Text shown =
————
We adopt the weighted binary cross-entropy loss function [3] as the loss function, formulated as follows:

$$\begin{aligned} \begin{aligned} Loss(\hat{y},y) = - \frac{1}{K} \sum ^{K}_{c=1}e^{-p^c}(y^clog(\hat{y}^c) + (1-y^c)log(1-\hat{y}^c)) \end{aligned} \end{aligned}$$
(6)

where \(y^c\) is the ground truth label which represents whether target person has c-th attribute, \(\hat{y}\) denotes the output label probability of the c-th label, \(p^c\) denotes the positive ratio of c-th attribute in the training set, K denotes the number of target attributes. As stated in [3], the usage of weights of positive samples in the loss function can alleviate the problem of imbalanced label distribution. All predictions(\(y^0,y^i_L,y^i_A\)) are trained with the above weighted entropy loss. During inference process, predictions(\(y^0,y^i_A\)) from different levels vote for final prediction in a maximum way. The predictions(\(y^i_L\)) from LAL module are just for auxiliary training.

4 Experiments

4.1 Implementation

Datasets. For evaluations, we used two publicly available pedestrian attribute datasets: (1) PETA Dataset [16]. The dataset consists of 19000 person images. Following [3], we divide the whole dataset into three nonoverlapping partitions: 9500 for model training, 1900 for verification, and 7600 for model evaluation. And we choose 35 attributes that positive ratio is higher than 5% in our experiment. (2) RAP Dataset [17]. The dataset has 41585 images drawn from 26 indoor surveillance cameras. Following the official protocol [17], we split the whole dataset into 33,268 training images and 8,317 test images. We choose 51 attributes that positive ratio higher than 1% in our experiments.

Evaluation Metrics. We adopt two types of metrics for evaluation [17]: (1) Label-based metric: we calculate the mA as the mean of positive accuracy and negative accuracy for each attribute. (2) Instance-based metric: we adopt four well-known criteria: accuracy, precision, recall and F1 score.
————
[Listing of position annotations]
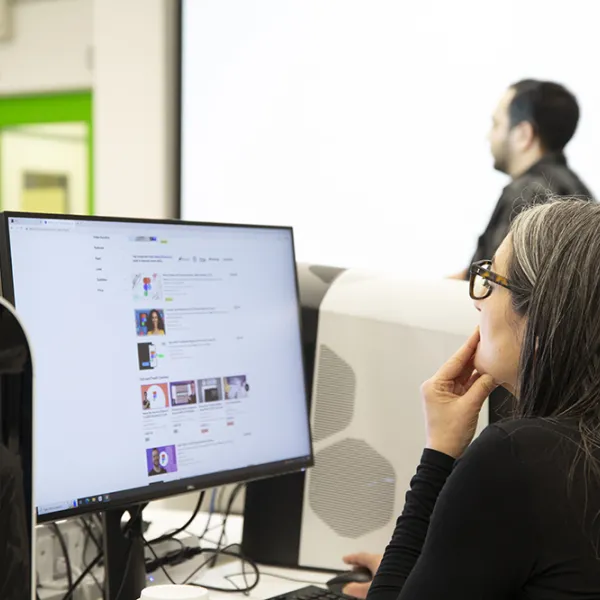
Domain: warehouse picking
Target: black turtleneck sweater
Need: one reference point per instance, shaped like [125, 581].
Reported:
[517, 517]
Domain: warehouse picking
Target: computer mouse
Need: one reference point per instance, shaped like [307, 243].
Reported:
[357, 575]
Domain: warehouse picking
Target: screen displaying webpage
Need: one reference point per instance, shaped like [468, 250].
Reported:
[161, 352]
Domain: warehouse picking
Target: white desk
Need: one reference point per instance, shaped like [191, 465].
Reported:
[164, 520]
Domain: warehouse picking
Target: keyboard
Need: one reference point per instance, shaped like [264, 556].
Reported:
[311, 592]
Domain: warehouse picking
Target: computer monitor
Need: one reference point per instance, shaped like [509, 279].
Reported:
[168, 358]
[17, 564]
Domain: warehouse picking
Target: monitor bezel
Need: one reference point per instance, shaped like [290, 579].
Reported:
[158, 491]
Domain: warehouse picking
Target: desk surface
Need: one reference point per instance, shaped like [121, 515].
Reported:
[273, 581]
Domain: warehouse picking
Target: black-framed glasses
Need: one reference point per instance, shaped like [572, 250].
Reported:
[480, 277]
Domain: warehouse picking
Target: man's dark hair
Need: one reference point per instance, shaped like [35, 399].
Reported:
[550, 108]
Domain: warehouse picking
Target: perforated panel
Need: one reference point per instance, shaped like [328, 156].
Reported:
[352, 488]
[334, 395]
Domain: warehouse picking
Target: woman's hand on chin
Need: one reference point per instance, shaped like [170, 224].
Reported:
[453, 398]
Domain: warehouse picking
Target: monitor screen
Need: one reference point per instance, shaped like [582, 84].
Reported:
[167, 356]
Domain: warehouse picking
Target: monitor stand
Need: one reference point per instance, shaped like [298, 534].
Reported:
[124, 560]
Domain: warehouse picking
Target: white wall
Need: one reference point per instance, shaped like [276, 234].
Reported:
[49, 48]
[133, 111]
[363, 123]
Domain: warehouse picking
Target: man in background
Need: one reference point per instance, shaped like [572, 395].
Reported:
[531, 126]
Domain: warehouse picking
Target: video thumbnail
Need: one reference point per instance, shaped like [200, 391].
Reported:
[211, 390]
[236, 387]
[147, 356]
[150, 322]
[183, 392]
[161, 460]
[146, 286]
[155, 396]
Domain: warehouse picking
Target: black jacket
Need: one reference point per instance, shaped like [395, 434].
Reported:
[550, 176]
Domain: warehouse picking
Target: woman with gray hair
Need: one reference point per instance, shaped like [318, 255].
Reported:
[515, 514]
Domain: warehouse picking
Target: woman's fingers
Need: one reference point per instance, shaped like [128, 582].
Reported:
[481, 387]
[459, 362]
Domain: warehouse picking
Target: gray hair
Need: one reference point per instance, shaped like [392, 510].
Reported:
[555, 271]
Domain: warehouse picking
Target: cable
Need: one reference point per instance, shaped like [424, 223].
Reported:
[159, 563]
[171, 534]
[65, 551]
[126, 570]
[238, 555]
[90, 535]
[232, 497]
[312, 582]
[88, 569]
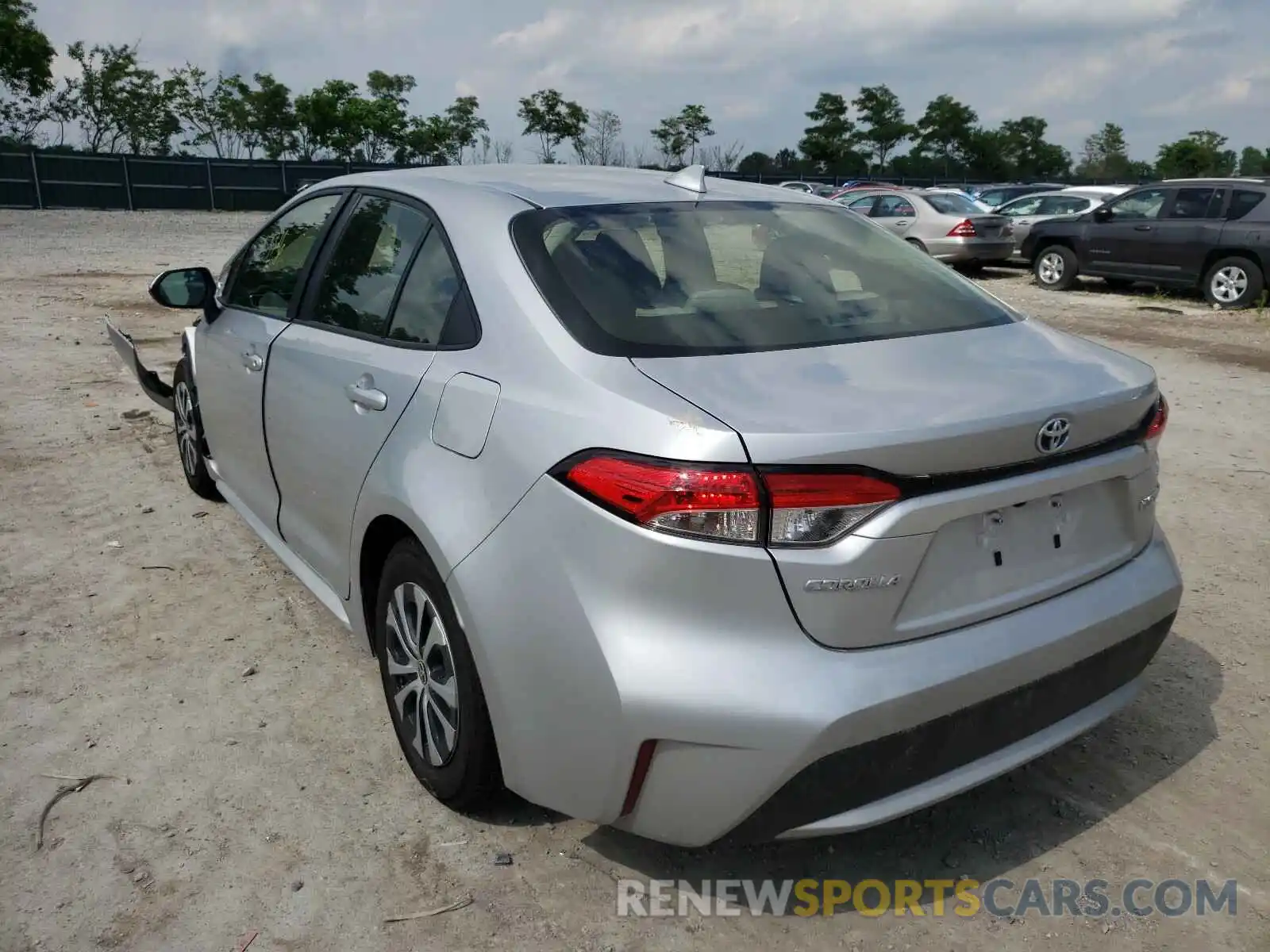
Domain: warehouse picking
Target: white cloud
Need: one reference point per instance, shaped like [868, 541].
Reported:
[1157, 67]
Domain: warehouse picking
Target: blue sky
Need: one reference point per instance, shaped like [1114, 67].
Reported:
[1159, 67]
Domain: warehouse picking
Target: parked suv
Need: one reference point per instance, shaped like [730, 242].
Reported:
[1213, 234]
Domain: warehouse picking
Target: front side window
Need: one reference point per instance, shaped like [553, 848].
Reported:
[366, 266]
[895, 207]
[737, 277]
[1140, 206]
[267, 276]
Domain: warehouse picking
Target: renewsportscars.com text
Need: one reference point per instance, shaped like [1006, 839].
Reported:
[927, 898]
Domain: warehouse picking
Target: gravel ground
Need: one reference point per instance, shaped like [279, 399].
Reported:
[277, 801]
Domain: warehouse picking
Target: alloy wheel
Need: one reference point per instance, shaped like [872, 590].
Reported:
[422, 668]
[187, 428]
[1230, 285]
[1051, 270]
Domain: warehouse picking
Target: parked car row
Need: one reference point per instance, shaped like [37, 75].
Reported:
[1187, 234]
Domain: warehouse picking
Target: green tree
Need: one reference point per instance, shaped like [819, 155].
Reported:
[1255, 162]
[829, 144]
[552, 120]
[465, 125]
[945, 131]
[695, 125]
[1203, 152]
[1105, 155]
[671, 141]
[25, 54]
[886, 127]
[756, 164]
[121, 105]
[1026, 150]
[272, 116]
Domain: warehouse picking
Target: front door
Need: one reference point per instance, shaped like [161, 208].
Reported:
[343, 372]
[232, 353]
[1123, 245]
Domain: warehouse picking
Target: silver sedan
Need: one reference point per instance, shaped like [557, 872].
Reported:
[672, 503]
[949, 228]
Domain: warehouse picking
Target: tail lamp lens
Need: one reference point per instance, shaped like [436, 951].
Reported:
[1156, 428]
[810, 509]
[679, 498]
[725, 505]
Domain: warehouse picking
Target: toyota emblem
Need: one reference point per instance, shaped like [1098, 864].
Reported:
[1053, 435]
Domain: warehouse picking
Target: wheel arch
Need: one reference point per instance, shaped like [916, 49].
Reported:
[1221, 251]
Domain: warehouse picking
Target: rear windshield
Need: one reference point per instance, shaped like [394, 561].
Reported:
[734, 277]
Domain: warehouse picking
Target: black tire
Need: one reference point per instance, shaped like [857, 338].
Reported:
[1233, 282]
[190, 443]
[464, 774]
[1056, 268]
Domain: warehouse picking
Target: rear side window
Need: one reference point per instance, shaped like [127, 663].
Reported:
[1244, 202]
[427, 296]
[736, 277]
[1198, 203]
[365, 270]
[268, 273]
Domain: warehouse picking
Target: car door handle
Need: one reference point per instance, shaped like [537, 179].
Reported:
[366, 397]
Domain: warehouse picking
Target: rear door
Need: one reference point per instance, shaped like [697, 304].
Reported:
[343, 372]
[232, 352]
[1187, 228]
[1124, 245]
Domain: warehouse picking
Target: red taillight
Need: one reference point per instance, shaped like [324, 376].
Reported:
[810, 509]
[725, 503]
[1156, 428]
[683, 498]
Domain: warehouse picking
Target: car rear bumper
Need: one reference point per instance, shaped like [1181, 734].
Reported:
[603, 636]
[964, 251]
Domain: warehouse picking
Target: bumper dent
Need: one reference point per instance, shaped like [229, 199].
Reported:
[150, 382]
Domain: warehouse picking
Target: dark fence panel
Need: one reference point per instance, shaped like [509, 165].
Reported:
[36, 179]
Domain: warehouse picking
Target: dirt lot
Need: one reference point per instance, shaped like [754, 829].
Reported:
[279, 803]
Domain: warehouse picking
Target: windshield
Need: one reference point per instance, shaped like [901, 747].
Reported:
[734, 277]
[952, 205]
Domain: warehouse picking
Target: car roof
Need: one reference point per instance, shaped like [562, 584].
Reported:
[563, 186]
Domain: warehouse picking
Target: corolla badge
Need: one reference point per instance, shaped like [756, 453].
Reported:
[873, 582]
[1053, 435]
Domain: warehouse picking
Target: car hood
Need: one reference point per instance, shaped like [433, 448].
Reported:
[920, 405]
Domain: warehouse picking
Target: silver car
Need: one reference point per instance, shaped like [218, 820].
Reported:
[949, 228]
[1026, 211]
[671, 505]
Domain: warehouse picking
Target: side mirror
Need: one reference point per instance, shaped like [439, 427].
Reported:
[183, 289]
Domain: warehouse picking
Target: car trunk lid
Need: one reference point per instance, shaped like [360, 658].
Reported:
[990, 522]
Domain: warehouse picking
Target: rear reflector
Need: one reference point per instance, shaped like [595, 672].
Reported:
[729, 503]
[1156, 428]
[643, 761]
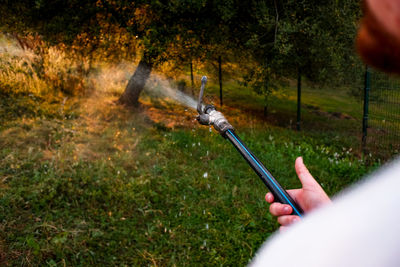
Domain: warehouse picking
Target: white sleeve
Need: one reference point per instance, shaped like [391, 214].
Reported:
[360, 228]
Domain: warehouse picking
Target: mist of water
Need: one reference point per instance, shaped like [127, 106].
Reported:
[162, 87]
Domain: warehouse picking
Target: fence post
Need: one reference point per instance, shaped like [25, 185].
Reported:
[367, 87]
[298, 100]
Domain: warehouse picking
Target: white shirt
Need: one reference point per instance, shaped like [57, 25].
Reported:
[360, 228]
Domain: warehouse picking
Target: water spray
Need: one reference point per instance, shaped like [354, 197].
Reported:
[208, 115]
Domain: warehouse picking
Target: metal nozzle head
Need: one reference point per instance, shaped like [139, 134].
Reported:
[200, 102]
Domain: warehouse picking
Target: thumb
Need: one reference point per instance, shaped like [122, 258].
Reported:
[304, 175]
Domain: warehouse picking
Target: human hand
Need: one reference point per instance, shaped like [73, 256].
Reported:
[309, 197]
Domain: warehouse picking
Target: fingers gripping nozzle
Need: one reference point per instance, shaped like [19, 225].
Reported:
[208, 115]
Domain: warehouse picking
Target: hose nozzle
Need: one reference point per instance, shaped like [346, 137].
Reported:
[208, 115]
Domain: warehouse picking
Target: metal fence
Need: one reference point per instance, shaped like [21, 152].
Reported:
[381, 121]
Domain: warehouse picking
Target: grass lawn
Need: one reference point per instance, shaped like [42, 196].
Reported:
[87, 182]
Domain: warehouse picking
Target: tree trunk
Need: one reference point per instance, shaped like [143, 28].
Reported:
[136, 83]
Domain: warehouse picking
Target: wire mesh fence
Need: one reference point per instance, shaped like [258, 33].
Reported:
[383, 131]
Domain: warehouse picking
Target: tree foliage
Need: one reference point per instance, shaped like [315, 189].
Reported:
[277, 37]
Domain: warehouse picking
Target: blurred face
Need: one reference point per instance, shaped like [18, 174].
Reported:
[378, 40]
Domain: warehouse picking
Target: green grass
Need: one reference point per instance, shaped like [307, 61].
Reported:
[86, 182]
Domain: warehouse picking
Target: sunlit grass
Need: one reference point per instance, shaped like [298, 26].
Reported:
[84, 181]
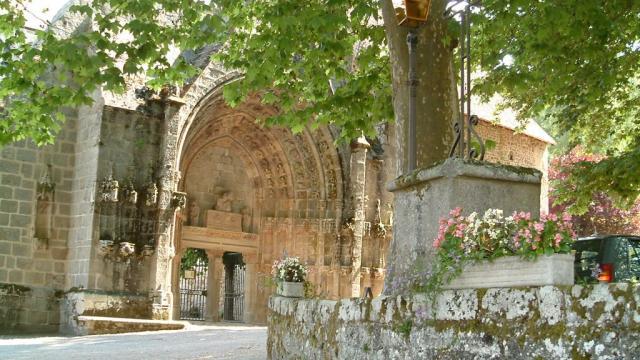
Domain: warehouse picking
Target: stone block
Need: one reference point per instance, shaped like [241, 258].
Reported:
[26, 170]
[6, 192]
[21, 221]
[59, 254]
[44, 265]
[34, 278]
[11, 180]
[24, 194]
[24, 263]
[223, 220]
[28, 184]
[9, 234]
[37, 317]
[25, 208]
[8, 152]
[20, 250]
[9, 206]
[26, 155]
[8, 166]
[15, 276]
————
Exercise instructions =
In the text on pedestrian attribute recognition, how many of the PETA images go to model evaluation?

Answer to the task =
7600 images.